Rows from a dataset:
+--
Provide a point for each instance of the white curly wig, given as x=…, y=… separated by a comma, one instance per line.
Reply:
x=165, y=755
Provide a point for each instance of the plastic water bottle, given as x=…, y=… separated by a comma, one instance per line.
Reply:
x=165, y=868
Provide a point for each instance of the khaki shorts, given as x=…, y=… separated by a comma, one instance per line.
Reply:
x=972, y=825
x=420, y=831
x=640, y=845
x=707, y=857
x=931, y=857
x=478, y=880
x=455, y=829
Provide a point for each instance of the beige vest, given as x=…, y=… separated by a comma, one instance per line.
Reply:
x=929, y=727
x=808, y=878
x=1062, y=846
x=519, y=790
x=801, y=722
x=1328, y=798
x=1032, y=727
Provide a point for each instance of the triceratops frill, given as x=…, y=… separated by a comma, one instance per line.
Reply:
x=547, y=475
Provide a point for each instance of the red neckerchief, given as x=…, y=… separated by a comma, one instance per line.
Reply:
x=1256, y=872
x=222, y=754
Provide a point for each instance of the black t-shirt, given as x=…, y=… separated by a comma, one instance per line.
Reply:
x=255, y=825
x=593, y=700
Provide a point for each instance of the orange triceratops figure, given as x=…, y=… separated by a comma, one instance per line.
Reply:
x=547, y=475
+--
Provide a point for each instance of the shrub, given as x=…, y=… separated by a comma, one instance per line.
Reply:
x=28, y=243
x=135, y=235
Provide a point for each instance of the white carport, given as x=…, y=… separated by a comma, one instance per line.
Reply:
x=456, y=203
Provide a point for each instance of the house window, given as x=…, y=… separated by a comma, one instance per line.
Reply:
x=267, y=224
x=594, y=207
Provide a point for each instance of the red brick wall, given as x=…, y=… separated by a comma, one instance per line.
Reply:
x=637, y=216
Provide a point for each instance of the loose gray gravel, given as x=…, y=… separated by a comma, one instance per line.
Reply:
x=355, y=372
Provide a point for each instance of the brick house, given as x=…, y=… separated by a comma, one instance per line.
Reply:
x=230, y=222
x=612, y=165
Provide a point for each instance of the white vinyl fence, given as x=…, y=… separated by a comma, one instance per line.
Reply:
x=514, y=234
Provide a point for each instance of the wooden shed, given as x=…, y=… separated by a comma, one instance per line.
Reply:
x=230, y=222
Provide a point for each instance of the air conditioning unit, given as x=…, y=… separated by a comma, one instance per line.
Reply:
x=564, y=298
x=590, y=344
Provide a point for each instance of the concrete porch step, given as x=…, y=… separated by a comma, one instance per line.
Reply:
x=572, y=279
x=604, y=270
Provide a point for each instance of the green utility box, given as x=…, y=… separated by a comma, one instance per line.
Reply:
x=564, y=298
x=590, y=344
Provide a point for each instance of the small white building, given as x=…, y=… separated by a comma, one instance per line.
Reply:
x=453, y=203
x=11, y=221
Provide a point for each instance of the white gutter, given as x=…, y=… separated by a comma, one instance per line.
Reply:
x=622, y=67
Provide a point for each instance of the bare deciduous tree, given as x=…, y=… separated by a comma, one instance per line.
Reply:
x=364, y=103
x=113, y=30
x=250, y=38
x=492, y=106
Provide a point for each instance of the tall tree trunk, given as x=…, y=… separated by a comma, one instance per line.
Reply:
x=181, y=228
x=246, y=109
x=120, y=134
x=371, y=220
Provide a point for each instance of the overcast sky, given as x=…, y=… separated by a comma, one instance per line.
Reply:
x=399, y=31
+--
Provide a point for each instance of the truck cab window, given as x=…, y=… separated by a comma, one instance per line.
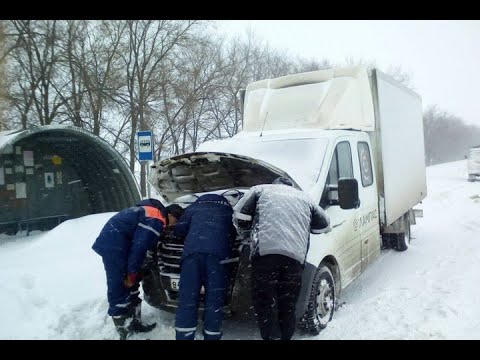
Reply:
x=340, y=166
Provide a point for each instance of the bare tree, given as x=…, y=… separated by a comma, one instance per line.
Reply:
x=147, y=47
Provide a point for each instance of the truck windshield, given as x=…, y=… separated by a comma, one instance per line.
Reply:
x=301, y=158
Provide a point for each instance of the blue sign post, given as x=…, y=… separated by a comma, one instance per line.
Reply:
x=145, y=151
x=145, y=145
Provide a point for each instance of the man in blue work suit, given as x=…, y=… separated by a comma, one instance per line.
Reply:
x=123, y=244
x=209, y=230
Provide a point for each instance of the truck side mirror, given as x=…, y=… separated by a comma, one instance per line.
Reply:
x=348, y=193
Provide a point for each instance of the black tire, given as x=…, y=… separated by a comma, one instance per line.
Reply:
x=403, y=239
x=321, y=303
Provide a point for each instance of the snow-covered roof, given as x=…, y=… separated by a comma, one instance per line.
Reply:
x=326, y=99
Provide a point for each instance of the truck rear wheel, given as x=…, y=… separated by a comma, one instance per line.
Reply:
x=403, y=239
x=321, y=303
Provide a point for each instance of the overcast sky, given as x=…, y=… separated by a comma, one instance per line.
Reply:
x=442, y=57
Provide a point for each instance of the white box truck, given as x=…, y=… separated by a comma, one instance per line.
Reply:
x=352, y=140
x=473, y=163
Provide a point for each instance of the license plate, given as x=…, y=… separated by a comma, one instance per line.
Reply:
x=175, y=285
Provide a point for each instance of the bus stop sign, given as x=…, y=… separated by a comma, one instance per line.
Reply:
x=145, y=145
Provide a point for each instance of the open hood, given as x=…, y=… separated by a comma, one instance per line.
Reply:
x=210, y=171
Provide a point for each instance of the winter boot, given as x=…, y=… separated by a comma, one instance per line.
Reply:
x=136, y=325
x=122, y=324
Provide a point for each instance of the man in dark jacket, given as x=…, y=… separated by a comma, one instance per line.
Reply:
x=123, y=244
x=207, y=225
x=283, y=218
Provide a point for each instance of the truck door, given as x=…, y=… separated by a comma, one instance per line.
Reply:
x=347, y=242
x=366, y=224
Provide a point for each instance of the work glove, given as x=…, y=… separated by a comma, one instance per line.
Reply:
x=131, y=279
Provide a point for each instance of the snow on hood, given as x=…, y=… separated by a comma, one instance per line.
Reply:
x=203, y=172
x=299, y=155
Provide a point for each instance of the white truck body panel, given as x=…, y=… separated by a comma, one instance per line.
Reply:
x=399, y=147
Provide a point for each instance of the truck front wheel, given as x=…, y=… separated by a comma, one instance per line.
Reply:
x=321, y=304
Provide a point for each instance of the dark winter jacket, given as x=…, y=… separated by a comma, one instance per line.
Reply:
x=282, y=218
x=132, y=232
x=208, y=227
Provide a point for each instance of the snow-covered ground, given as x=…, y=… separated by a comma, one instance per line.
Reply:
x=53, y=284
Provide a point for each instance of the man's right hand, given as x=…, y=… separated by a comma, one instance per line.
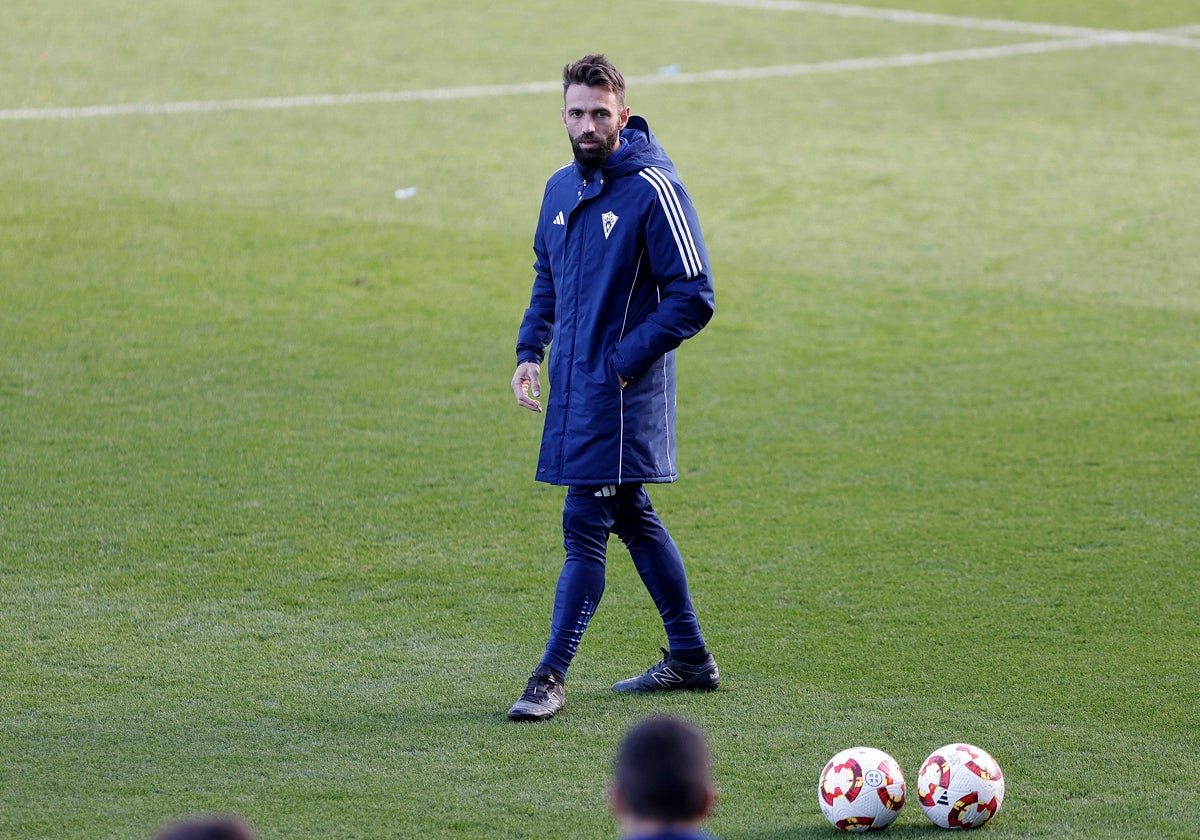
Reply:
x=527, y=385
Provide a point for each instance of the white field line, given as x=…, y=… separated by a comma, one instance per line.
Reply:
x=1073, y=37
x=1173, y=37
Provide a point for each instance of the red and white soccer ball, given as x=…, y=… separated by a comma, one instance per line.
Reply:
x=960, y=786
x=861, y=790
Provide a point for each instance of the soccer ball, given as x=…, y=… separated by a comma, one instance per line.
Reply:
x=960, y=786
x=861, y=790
+--
[Aim of the exercise] Can you write out every line again, starting with the line containing "Provide a point for each instance of the wooden" and ending with the line containing "x=399, y=31", both included, while adding 27 to each x and y coordinate in the answers and leaving all other text unchanged?

[Answer to the task]
Provide a point for each instance of the wooden shed, given as x=…, y=… separated by a comma, one instance per line.
Reply:
x=257, y=249
Provide a point for each instance of the air conditioning unit, given as x=…, y=… separated by a comma, one instance per line.
Reply:
x=591, y=325
x=617, y=371
Provide a point for each instance of the concrete porch step, given as x=…, y=… separated by a comma, one instance per line.
Reply:
x=599, y=306
x=631, y=297
Provide a point for each instance of the green utility box, given as x=…, y=… separated by a comma, one instance per line.
Reply:
x=591, y=325
x=617, y=371
Provide a point for each instance of the small white building, given as x=…, y=… separated by a comma, one instance per line.
Reply:
x=480, y=230
x=38, y=248
Provide a point for each instance of the white gutter, given as x=…, y=… separated by a comma, one instance per line.
Reply:
x=649, y=94
Provide a point for each instance of the bare deciduous tree, given as x=…, y=… separated by a comma, one instance per line.
Reply:
x=391, y=130
x=140, y=57
x=277, y=65
x=519, y=133
Provide a point for each instance of the tall tree trunk, given as x=…, y=… separated by a comma, one instance per line.
Reply:
x=208, y=255
x=273, y=136
x=147, y=161
x=398, y=247
Provide a point for each instance of the overcast sky, given as x=…, y=… separated by a comma, one instance per line.
Reply:
x=426, y=58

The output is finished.